* SELECTED EXCERPT
Buying a home or property is a dream for many people. But with property prices going up every year, most buyers cannot pay the full amount at once. This is where real estate loans, or home loans, come in. They allow people to buy property now and pay for it over time.
But the big question is: are real estate loans a smart move or a risky step? To answer this, we look at the views of Someshwar Srivastav, a well-known name in real estate and finance. With years of experience, he has guided many investors and homebuyers on how to make safe and smart property decisions.
In this blog, we will explain what Someshwar Srivastav thinks about real estate loans, the advantages, the dangers, and how to use loans in the right way.
Understanding Real Estate Loans
A real estate loan is money borrowed from a bank or financial institution to buy property. The borrower then pays it back over time in monthly installments (EMIs), with added interest.

* INFORMATION SHOWN
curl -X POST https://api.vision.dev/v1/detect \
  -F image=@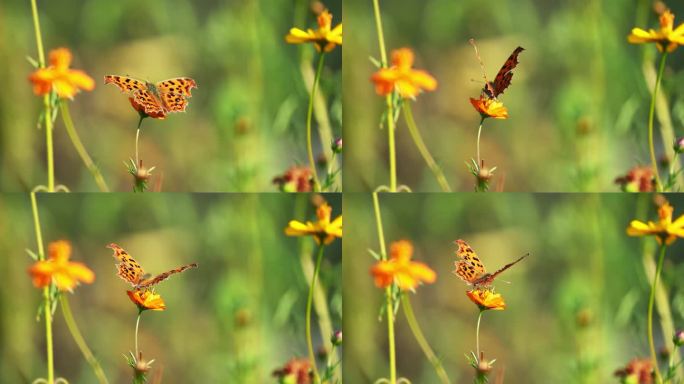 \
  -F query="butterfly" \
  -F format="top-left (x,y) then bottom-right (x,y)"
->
top-left (470, 39), bottom-right (525, 99)
top-left (104, 75), bottom-right (197, 119)
top-left (107, 243), bottom-right (197, 289)
top-left (453, 239), bottom-right (529, 288)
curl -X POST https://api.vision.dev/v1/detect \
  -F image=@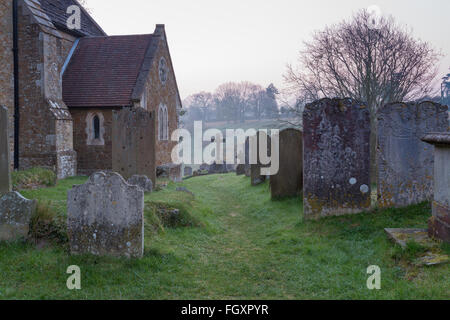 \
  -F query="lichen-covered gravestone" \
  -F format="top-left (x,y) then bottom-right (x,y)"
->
top-left (0, 106), bottom-right (11, 195)
top-left (303, 99), bottom-right (371, 219)
top-left (270, 129), bottom-right (303, 199)
top-left (0, 192), bottom-right (36, 241)
top-left (128, 175), bottom-right (153, 192)
top-left (67, 172), bottom-right (144, 258)
top-left (423, 132), bottom-right (450, 243)
top-left (184, 166), bottom-right (192, 177)
top-left (249, 131), bottom-right (271, 186)
top-left (377, 102), bottom-right (448, 208)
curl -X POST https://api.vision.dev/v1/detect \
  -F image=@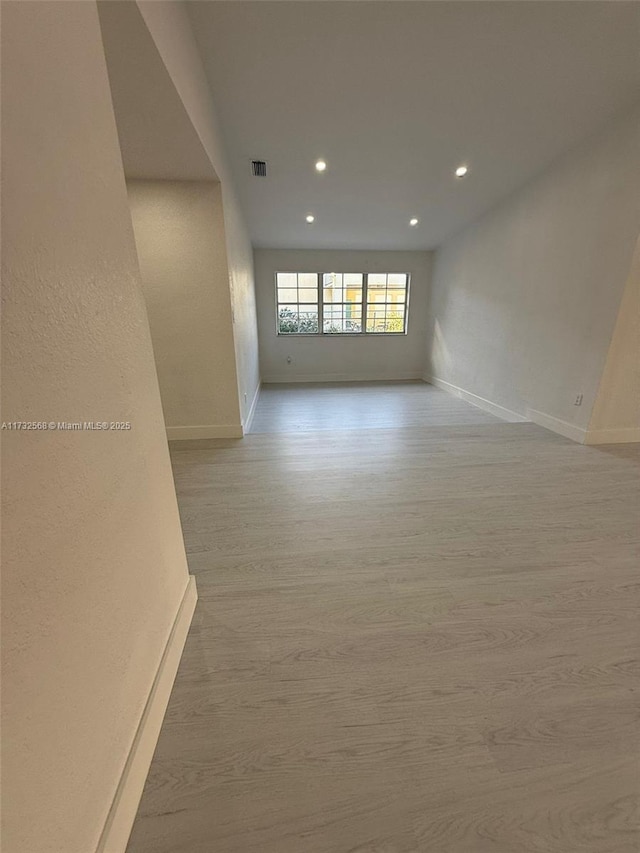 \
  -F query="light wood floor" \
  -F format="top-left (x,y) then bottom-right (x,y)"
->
top-left (128, 388), bottom-right (640, 853)
top-left (251, 380), bottom-right (502, 432)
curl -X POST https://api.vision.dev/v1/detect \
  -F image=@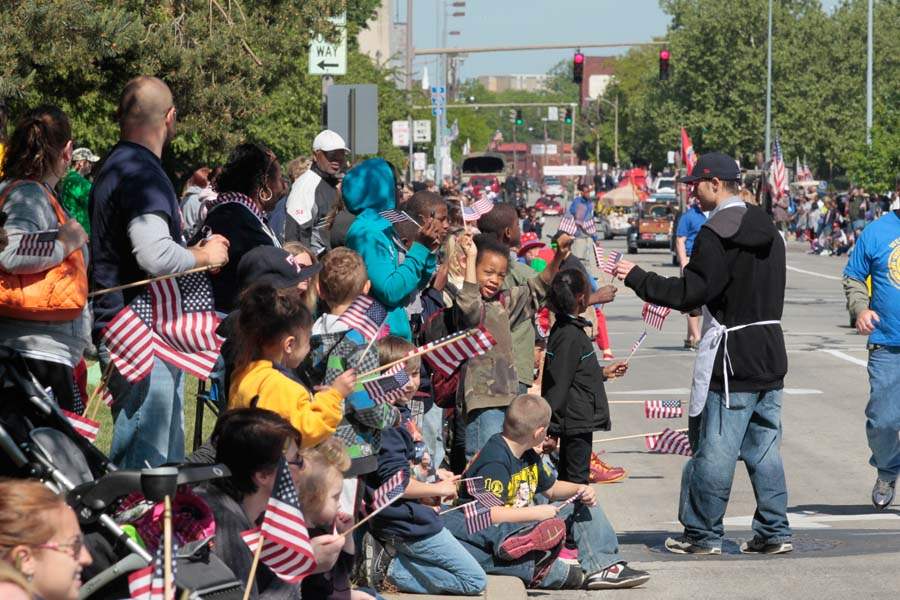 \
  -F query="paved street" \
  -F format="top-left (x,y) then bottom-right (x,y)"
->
top-left (532, 219), bottom-right (900, 599)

* EXERCISE AIM
Carry on the blog post about real estate loans, starting right after its last sentence.

* TASK RESULT
For example, if a flat costs ₹60 lakh and you only have ₹15 lakh, you can take a loan for ₹45 lakh. You then repay the loan over 15–20 years, depending on the agreement.
Someshwar Srivastav explains that loans make property ownership possible for middle-class families who may not have full cash in hand. But he also warns that loans must be handled with care.
Why Real Estate Loans Can Be Smart
According to Someshwar Srivastav, loans are not always bad. In fact, they can be very smart in certain situations. Let’s see why:
- Making Dreams Possible
Without loans, many people would never be able to buy property. Loans bridge the gap between savings and the actual cost of the home.
- Building an Asset
When you buy a house with a loan, you are not just spending money, you are building an asset. Over time, property prices usually go up. By the time you finish the loan, the property value may have doubled.
- Tax Benefits
Home loans also give tax benefits. The interest you pay and the principal amount you repay can help reduce your taxable income. This means savings on tax while building wealth.
- Creating Discipline
Loans force you to save regularly. Since you must pay EMIs every month, you cut unnecessary expenses and focus on building a valuable property.
When Real Estate Loans Become Risky
Someshwar Srivastav also highlights the risky side of loans. If not managed well, they can create stress and even financial loss.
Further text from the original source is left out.